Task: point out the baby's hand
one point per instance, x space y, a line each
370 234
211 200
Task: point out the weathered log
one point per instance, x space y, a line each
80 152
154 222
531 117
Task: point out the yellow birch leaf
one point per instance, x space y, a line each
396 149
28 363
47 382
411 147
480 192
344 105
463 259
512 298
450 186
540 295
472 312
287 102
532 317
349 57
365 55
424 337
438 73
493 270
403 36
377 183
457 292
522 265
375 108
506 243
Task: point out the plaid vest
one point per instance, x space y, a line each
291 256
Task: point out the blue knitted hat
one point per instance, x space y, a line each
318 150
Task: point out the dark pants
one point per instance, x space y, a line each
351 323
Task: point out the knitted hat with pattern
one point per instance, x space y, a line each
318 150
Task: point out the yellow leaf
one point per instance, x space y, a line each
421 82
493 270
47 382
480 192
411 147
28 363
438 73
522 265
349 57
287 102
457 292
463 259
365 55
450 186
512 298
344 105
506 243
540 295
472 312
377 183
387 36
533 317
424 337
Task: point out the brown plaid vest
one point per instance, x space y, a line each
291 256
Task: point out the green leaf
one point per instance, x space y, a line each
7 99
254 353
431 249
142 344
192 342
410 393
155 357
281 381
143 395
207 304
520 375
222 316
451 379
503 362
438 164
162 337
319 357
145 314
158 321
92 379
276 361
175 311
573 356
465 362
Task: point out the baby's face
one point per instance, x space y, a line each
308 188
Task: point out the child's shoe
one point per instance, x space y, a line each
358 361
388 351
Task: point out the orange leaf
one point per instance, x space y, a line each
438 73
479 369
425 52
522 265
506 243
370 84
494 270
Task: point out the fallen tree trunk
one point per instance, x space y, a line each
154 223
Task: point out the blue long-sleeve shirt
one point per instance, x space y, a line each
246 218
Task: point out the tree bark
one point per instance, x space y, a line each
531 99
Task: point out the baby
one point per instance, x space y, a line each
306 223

## Given request
Reproduce all of the material above line for line, with no changes.

## Written solution
Task: point out the baby's hand
one point per instance, x space y, a line each
370 234
211 200
Task: point out the weathered log
one point per instance, x space y, a line each
80 152
154 222
531 117
Task: point out the yellow birch leaf
one point per instance, x space y, a line each
396 149
28 363
47 382
411 147
480 192
344 105
463 259
512 298
450 186
540 295
472 312
287 102
532 317
349 57
365 55
424 337
438 73
493 270
403 36
377 183
457 292
522 265
375 108
506 243
Task: point out the plaid vest
one point per instance, x space y, a line each
291 256
Task: point out the blue knitted hat
one point per instance, x space y, a line each
318 150
Task: point out the dark pants
one point per instance, x space y, a line each
351 323
Task: point out the knitted hat with pattern
one point per instance, x space y, a line each
318 150
Task: point out the yellow leaf
one point per instance, x space y, a line each
421 82
493 270
47 382
480 192
411 147
28 363
438 73
522 265
349 57
287 102
457 292
463 259
365 55
450 186
512 298
344 105
506 243
540 295
472 312
377 183
387 36
533 317
424 337
Task: point out the brown plaid vest
one point per instance, x space y, a line each
291 256
Task: point out the green leaf
one point per instance, x space y, a line each
7 99
254 353
431 249
142 344
192 342
410 393
155 357
281 381
143 395
207 304
520 375
222 316
451 379
503 362
438 164
162 337
319 357
145 314
158 321
92 379
276 361
175 311
573 356
465 362
Task: point out the baby's face
one point per instance, x space y, a line each
308 188
Task: point out the child's shoe
one point per instance, x space y, a line each
358 361
388 351
Task: point out the orange leaf
one point per instance, x space y, a line each
438 73
479 369
425 52
522 265
506 243
370 84
494 270
Task: point out the fallen tree trunk
one point per instance, x space y, a line each
154 223
Task: point out the blue long-sleeve shirt
one point per instance, x space y, a line each
246 218
Task: point out the tree bark
one point per instance, x space y, a line each
531 99
Task: point out the baby
one point per instance, x space y, a line each
306 223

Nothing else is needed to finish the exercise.